## TASK STATEMENT:
Repeat the data verbatim.

## DATA ROWS:

================================

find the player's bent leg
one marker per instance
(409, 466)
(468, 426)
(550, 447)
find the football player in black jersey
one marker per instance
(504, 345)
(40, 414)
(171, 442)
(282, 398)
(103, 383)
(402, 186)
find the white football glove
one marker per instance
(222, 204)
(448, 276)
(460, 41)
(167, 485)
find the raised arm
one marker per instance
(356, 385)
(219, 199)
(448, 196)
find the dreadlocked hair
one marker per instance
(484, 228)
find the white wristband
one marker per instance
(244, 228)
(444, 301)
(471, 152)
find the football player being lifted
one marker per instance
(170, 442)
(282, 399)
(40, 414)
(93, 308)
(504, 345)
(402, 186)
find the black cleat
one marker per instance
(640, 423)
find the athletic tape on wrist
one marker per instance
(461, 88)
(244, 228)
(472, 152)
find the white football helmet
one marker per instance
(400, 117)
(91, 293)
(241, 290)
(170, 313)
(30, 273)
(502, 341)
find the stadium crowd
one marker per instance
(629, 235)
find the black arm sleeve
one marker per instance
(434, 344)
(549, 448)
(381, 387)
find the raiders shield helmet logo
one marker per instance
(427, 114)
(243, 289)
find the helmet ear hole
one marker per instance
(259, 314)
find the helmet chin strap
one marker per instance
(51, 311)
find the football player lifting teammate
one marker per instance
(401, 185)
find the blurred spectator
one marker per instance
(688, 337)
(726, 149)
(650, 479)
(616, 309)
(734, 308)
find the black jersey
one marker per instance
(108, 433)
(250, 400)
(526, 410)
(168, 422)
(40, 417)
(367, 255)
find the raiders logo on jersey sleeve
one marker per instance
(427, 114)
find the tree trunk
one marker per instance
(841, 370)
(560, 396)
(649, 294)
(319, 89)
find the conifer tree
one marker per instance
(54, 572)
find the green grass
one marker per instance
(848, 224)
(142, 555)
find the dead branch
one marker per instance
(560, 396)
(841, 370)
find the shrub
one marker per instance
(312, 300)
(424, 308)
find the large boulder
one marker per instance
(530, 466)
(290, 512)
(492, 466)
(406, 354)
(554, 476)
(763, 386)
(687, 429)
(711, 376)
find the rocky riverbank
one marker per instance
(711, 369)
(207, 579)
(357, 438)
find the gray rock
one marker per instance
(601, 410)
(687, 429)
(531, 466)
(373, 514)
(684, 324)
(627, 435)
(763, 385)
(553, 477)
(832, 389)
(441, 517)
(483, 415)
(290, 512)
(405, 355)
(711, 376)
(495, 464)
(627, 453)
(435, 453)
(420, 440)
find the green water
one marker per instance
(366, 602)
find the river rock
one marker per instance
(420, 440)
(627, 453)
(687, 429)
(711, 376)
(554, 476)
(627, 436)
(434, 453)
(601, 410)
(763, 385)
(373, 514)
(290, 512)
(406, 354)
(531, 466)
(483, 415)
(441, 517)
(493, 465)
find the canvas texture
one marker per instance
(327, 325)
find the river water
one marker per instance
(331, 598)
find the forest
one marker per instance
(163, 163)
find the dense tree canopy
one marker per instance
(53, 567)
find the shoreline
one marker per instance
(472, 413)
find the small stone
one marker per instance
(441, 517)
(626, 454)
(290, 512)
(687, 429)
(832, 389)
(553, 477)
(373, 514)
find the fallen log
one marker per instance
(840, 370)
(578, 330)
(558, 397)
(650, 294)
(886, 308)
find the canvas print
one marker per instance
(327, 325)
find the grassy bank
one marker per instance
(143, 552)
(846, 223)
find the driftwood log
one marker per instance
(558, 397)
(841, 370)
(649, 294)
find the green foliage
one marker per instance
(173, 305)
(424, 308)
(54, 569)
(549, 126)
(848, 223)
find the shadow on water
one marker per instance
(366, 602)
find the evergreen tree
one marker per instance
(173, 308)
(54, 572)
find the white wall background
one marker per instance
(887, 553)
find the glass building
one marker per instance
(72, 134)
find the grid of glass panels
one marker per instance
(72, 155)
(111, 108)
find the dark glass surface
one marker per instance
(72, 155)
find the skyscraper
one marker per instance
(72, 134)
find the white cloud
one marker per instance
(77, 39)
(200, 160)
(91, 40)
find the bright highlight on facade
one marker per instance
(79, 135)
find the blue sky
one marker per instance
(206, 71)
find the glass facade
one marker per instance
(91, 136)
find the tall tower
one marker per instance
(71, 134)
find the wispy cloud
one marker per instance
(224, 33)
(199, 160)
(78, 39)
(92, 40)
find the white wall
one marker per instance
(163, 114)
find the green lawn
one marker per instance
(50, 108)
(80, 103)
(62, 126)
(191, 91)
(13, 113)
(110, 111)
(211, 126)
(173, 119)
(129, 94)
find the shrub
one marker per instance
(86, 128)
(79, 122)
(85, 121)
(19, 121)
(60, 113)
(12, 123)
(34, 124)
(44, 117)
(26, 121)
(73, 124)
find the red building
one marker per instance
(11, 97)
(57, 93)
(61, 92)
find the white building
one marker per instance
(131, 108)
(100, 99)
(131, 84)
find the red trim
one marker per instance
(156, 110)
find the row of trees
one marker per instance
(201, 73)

================================

## IN RESPONSE:
find the player's bent leg
one marker per instance
(409, 466)
(468, 426)
(550, 447)
find the football player in black jersey
one marker per instance
(504, 345)
(40, 414)
(171, 442)
(282, 398)
(103, 383)
(402, 186)
find the white football glove
one marker per instance
(222, 204)
(448, 276)
(460, 41)
(167, 485)
find the raised arm
one marker per instance
(356, 385)
(219, 199)
(448, 196)
find the dreadlocked hair
one marker per instance
(484, 228)
find the white wristband
one marker per instance
(244, 228)
(444, 301)
(471, 152)
find the football player being lifted
one marker per instance
(170, 442)
(282, 399)
(40, 414)
(93, 308)
(504, 345)
(402, 186)
find the black cleat
one marker per instance
(640, 423)
find the athletic tape on wrist
one marker per instance
(461, 88)
(244, 228)
(472, 152)
find the white football helmet
one marker per instance
(400, 117)
(91, 293)
(241, 290)
(170, 313)
(30, 273)
(502, 341)
find the stadium crowd
one marker per instance
(629, 235)
find the black arm sleeve
one marker per instance
(434, 344)
(549, 448)
(381, 387)
find the raiders shield helmet logo
one marker per instance
(427, 114)
(243, 289)
find the helmet ear hole
one marker per instance
(259, 314)
find the helmet chin strap
one marker per instance
(51, 311)
find the football player lifting teammate
one marker per instance
(401, 185)
find the blurred spectator
one marker per instance
(688, 337)
(726, 149)
(650, 479)
(616, 309)
(734, 308)
find the black jersey
one marker per instance
(108, 433)
(250, 400)
(526, 410)
(168, 422)
(40, 417)
(367, 255)
find the raiders logo on jersey sleeve
one marker per instance
(427, 114)
find the tree trunk
one marker per instance
(841, 370)
(560, 396)
(649, 294)
(319, 89)
find the conifer tree
one marker per instance
(54, 572)
find the green grass
one marker per instance
(848, 224)
(142, 555)
find the dead branch
one marker per instance
(560, 396)
(841, 370)
find the shrub
one marker per instance
(312, 300)
(424, 308)
find the large boulder
one marker per instance
(530, 466)
(290, 512)
(492, 466)
(406, 354)
(554, 476)
(763, 386)
(687, 429)
(711, 376)
find the rocky riverbank
one marker per instance
(711, 369)
(207, 579)
(357, 438)
find the gray rock
one marker per instance
(601, 410)
(687, 429)
(531, 466)
(373, 514)
(684, 324)
(627, 435)
(763, 385)
(553, 477)
(832, 389)
(441, 517)
(483, 415)
(290, 512)
(405, 355)
(711, 376)
(495, 464)
(627, 453)
(435, 453)
(420, 440)
find the green water
one marker per instance
(366, 602)
find the river rock
one marker per instance
(420, 440)
(627, 453)
(687, 429)
(711, 376)
(554, 476)
(627, 436)
(434, 453)
(601, 410)
(763, 385)
(373, 514)
(290, 512)
(406, 354)
(531, 466)
(483, 415)
(441, 517)
(493, 465)
find the canvas texture
one marker per instance
(327, 325)
find the river water
one marker per instance
(331, 598)
find the forest
one marker per instance
(163, 163)
find the dense tree canopy
one marker per instance
(53, 567)
find the shoreline
one marker per instance
(472, 413)
find the small stone
one marker per instance
(441, 517)
(626, 454)
(290, 512)
(687, 429)
(832, 389)
(553, 477)
(373, 514)
find the fallen log
one marker per instance
(840, 370)
(578, 330)
(558, 397)
(650, 294)
(886, 308)
find the canvas print
one marker per instance
(327, 325)
find the grassy bank
one marker per instance
(143, 552)
(846, 223)
find the driftwood log
one marker per instance
(558, 397)
(841, 370)
(649, 294)
find the green foliage
one marker per instance
(173, 305)
(424, 308)
(54, 569)
(549, 126)
(848, 223)
find the shadow on water
one marker per instance
(366, 602)
find the evergreen tree
one marker per instance
(173, 308)
(54, 572)
find the white wall background
one marker per instance
(887, 553)
find the glass building
one marker per instance
(72, 134)
find the grid of glass panels
one marker per instance
(72, 155)
(111, 108)
find the dark glass surface
one marker per instance
(72, 155)
find the skyscraper
one marker per instance
(72, 134)
find the white cloud
one marker per instance
(77, 39)
(200, 160)
(91, 40)
find the bright highlight on facade
one marker per instance
(79, 135)
find the blue sky
one marker per instance
(206, 71)
find the glass facade
one marker per instance
(91, 136)
find the tall tower
one marker per instance
(71, 134)
find the wispy cloud
one marker per instance
(224, 33)
(199, 160)
(78, 39)
(92, 40)
find the white wall
one marker per instance
(163, 114)
find the green lawn
one marker per instance
(50, 108)
(80, 103)
(62, 126)
(191, 91)
(13, 113)
(110, 111)
(211, 126)
(173, 119)
(129, 94)
find the shrub
one marker per instance
(86, 128)
(79, 122)
(85, 121)
(19, 121)
(60, 113)
(12, 123)
(34, 124)
(44, 117)
(26, 121)
(73, 124)
find the red building
one marker per instance
(11, 97)
(57, 93)
(61, 92)
find the white building
one marker per instance
(131, 108)
(100, 99)
(131, 84)
find the red trim
one marker per instance
(156, 110)
find the row of trees
one marker per instance
(201, 73)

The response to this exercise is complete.